A ideia de nepotismo começa a ser aceite, face ao laxismo cívico. Somos o País do faz-de-conta, das aparências e do deixa-andar. O que é preciso é fazer o jeito e não incomodar quem nos governa. E este mal já chegou à justiça. E quando a justiça treme e tem dois pesos e duas medidas, quem salva a República?

A qualidade e a eficácia da investigação criminal medem-se pelos resultados obtidos no combate e na repressão do crime económico. Tudo o mais pouco interessa para a transparência e qualidade da democracia.

O défice da acção penal, no campo da repressão deste tipo de crimes, o desfasamento dos códigos relativamente a estes crimes, a ausência de uma prevenção corajosa e a morosidade, fazem o resto que falta para esta pálida imagem da justiça.

Neste momento difícil na vida dos tribunais, devido a processos como ‘Submarinos’, ‘Sobreiros’, ‘Freeport’, ‘Apito Dourado’, ‘BPN’ e ‘Face Oculta’, era chegada a hora de os juízes dizerem basta. Bastava, que quisessem exercer as suas competências constitucionais, de forma exemplar e rigorosa, pondo na ordem esta gente que pensa estar acima da lei. Não era preciso invadir as competências atribuídas ao poder político.

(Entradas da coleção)

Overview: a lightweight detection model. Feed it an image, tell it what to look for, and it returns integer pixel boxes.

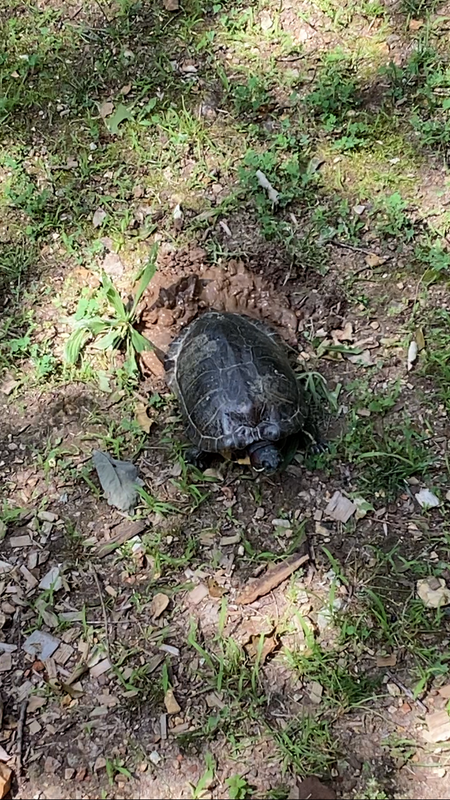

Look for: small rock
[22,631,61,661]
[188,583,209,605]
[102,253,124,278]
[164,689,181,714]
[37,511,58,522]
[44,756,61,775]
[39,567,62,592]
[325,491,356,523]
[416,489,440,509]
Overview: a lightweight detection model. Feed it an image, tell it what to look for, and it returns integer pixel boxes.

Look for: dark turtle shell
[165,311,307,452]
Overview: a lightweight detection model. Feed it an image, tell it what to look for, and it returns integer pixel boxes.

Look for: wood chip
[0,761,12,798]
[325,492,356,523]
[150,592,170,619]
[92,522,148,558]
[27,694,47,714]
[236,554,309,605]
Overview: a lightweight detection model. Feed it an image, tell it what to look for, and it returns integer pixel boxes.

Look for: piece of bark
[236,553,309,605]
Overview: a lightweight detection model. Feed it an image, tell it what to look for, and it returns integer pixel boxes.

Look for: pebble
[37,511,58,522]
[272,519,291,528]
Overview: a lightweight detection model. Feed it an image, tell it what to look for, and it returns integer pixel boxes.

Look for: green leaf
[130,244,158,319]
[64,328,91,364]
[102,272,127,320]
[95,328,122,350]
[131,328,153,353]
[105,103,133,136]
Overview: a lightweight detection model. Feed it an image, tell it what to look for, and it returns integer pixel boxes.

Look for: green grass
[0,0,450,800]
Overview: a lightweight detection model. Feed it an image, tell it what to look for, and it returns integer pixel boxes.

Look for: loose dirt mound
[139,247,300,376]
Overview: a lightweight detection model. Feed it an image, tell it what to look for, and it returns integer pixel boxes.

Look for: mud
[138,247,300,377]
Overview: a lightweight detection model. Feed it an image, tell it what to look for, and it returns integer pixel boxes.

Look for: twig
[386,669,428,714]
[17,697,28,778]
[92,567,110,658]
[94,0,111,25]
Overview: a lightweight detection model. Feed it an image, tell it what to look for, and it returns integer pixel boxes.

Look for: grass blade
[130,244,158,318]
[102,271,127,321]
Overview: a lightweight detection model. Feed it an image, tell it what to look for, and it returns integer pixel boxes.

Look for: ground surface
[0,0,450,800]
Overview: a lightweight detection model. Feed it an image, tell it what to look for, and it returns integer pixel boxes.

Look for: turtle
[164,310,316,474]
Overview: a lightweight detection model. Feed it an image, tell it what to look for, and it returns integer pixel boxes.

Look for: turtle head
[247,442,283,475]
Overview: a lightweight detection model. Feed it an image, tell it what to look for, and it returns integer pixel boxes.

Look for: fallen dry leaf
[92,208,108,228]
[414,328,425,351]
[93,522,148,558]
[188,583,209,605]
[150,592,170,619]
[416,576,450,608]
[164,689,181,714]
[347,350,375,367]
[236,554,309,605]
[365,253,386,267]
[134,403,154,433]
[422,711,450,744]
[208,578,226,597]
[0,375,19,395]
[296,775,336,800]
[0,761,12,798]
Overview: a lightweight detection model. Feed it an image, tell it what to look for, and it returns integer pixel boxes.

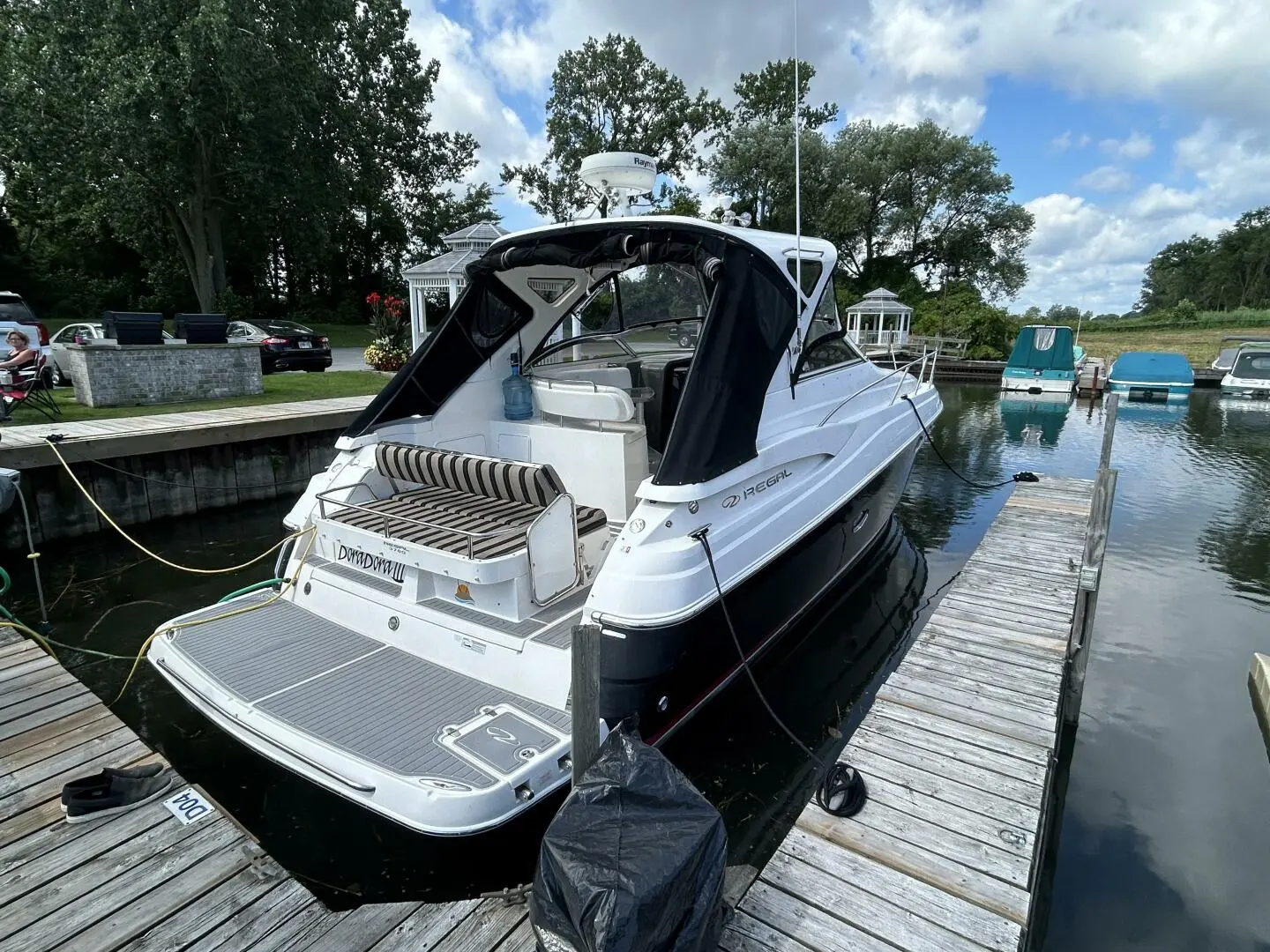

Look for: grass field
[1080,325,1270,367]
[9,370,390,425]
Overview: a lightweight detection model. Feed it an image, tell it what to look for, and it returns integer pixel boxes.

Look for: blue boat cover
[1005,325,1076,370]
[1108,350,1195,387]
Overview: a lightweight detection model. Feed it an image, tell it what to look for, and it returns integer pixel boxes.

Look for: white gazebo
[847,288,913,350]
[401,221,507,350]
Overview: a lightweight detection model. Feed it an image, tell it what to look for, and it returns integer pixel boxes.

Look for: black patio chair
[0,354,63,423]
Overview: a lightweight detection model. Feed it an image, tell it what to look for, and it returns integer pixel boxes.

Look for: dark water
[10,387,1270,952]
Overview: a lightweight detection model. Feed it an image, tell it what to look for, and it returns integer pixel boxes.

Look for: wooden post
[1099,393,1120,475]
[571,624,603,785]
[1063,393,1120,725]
* * *
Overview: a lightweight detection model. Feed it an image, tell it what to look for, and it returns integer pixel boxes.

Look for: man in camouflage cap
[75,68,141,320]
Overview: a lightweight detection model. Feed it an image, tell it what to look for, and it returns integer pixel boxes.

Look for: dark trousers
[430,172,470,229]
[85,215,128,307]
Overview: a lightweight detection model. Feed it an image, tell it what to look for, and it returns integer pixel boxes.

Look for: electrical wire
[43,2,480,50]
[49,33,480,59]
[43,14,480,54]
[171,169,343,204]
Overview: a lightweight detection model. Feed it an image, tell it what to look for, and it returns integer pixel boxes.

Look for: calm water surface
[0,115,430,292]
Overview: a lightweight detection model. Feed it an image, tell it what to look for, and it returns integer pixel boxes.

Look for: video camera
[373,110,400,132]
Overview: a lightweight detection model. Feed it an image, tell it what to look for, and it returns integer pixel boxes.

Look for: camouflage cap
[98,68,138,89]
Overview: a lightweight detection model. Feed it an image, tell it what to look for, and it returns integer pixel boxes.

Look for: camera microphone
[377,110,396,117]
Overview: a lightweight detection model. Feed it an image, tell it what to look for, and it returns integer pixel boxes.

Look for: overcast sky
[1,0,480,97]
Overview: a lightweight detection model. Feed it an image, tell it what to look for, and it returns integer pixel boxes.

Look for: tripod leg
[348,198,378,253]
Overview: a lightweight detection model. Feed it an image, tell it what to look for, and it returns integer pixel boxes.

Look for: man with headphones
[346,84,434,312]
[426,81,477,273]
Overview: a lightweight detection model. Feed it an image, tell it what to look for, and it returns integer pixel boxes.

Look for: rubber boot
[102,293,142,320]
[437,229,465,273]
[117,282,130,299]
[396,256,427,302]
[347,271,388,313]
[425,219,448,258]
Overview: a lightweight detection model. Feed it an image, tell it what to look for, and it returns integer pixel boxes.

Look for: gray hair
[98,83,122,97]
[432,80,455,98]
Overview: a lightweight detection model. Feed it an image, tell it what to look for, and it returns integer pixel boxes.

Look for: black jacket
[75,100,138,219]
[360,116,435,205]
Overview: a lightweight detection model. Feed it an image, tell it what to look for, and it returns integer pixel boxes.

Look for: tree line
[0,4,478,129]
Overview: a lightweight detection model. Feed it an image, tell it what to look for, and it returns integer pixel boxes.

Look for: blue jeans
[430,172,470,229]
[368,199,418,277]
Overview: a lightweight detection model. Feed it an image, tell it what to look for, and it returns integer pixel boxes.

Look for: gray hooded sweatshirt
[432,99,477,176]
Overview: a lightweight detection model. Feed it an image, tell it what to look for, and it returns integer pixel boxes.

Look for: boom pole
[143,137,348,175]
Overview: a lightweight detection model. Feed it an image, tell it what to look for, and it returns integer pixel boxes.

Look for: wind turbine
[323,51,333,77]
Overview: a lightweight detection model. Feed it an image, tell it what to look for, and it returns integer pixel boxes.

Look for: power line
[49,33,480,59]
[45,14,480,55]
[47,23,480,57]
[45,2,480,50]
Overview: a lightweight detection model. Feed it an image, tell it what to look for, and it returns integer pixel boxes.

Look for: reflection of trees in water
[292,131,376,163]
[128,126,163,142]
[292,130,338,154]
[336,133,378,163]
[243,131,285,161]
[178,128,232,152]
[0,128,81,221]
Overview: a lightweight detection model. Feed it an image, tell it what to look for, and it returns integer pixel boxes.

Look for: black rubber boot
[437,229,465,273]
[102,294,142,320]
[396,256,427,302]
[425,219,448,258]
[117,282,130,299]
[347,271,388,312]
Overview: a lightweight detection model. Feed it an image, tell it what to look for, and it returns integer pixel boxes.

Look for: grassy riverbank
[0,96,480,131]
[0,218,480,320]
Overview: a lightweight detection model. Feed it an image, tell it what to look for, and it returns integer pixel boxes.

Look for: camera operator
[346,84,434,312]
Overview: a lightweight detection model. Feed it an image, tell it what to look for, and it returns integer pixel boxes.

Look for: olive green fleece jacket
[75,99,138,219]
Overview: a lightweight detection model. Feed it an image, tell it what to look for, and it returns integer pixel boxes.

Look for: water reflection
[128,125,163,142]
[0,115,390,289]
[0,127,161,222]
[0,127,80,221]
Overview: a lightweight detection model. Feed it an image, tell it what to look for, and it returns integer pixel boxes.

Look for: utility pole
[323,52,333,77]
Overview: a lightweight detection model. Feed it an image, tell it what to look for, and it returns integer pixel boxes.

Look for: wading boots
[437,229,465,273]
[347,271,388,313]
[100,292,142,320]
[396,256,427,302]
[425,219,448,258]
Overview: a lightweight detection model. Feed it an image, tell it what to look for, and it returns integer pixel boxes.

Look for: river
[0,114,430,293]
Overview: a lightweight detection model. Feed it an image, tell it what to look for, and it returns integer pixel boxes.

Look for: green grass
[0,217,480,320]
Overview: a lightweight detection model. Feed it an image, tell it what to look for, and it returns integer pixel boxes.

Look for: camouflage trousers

* _Tarefas propostas_:
1. Indique se cada afirmação concorda com o texto sobre a justiça, respondendo sim ou não e citando as palavras exatas do texto que o decidem: (a) A qualidade da investigação criminal mede-se pelos resultados no combate ao crime económico. (b) Os juízes deveriam invadir as competências atribuídas ao poder político. (c) A ideia de nepotismo começa a ser aceite.
2. Resuma o texto sobre a justiça em duas frases.

* _Respostas por tarefa_:
1.
(a) Sim: «A qualidade e a eficácia da investigação criminal medem-se pelos resultados obtidos no combate e na repressão do crime económico.»
(b) Não: «Não era preciso invadir as competências atribuídas ao poder político.»
(c) Sim: «A ideia de nepotismo começa a ser aceite, face ao laxismo cívico.»

2. O défice da ação penal, o desfasamento dos códigos, a ausência de uma prevenção corajosa e a morosidade dão uma pálida imagem da justiça num país onde a ideia de nepotismo começa a ser aceite. Perante processos como «BPN» e «Face Oculta», era chegada a hora de os juízes exercerem as suas competências constitucionais de forma exemplar e rigorosa, sem invadir as do poder político.